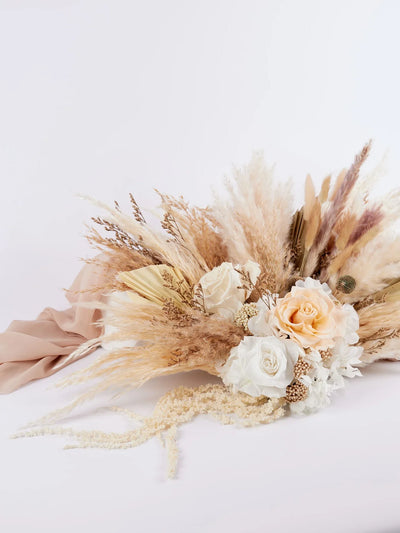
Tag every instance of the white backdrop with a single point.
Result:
(110, 97)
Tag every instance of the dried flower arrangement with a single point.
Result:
(281, 306)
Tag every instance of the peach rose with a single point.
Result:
(309, 315)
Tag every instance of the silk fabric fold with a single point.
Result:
(35, 349)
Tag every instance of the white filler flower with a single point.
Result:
(261, 366)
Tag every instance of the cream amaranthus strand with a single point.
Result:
(284, 307)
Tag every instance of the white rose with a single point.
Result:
(261, 366)
(221, 288)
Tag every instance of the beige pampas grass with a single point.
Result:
(255, 221)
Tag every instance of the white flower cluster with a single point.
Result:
(308, 322)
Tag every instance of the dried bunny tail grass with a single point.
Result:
(172, 340)
(255, 222)
(174, 409)
(196, 228)
(151, 242)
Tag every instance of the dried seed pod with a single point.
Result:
(346, 284)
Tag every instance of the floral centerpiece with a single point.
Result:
(281, 305)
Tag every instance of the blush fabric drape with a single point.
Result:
(35, 349)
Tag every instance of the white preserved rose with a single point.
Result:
(221, 288)
(261, 366)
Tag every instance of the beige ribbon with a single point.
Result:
(35, 349)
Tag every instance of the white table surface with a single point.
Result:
(335, 471)
(106, 97)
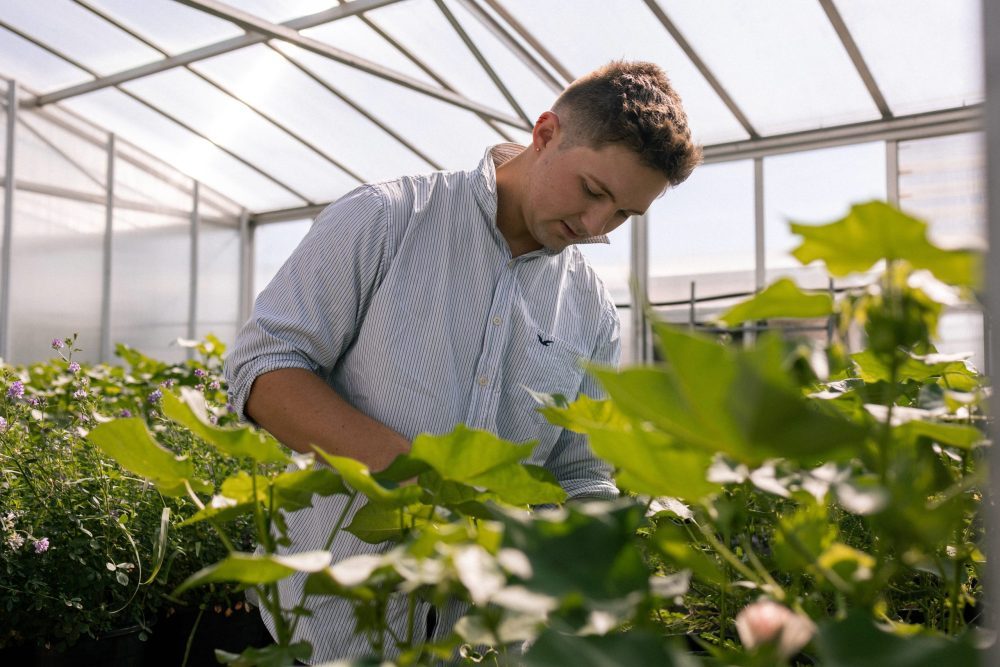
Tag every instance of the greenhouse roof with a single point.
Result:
(283, 106)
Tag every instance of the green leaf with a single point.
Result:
(240, 442)
(874, 231)
(255, 569)
(782, 298)
(129, 442)
(360, 478)
(857, 642)
(465, 454)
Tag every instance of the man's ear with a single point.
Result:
(546, 129)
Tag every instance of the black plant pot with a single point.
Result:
(232, 633)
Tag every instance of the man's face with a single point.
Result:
(576, 192)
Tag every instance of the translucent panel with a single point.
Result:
(33, 67)
(352, 35)
(266, 79)
(423, 29)
(703, 231)
(218, 282)
(592, 32)
(170, 25)
(924, 54)
(278, 11)
(781, 62)
(943, 181)
(56, 275)
(229, 123)
(150, 275)
(611, 262)
(453, 137)
(48, 154)
(815, 187)
(79, 34)
(272, 245)
(189, 153)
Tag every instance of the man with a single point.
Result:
(420, 303)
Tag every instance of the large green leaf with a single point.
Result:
(857, 642)
(782, 298)
(239, 441)
(129, 442)
(465, 453)
(254, 569)
(874, 231)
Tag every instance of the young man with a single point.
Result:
(420, 303)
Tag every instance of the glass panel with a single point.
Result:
(815, 187)
(150, 274)
(56, 275)
(272, 245)
(703, 231)
(218, 282)
(423, 29)
(264, 78)
(594, 32)
(35, 68)
(170, 25)
(942, 180)
(177, 146)
(924, 54)
(229, 123)
(781, 62)
(48, 154)
(611, 262)
(453, 137)
(79, 34)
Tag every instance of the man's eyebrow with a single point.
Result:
(611, 194)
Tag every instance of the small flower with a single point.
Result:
(765, 622)
(15, 390)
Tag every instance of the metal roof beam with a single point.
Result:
(703, 68)
(284, 33)
(837, 21)
(202, 53)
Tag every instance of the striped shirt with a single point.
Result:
(405, 299)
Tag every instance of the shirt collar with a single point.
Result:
(485, 186)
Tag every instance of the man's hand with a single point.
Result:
(301, 410)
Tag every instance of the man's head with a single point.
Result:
(630, 104)
(614, 141)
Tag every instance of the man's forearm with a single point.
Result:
(300, 410)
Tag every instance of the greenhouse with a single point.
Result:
(263, 400)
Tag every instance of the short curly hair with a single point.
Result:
--------------------------------
[WRITTEN PROBLEM] Turn the stretch of the records from the line containing "Tag every instance of the greenhouse with" through the end into a JSON list of strings, one string per line, with blank lines left out.

[FULL OUTPUT]
[
  "Tag every instance of the greenhouse with a single point.",
  "Result:",
  "(263, 400)",
  "Tag every instance of the short curly hair with a single point.",
  "Result:"
]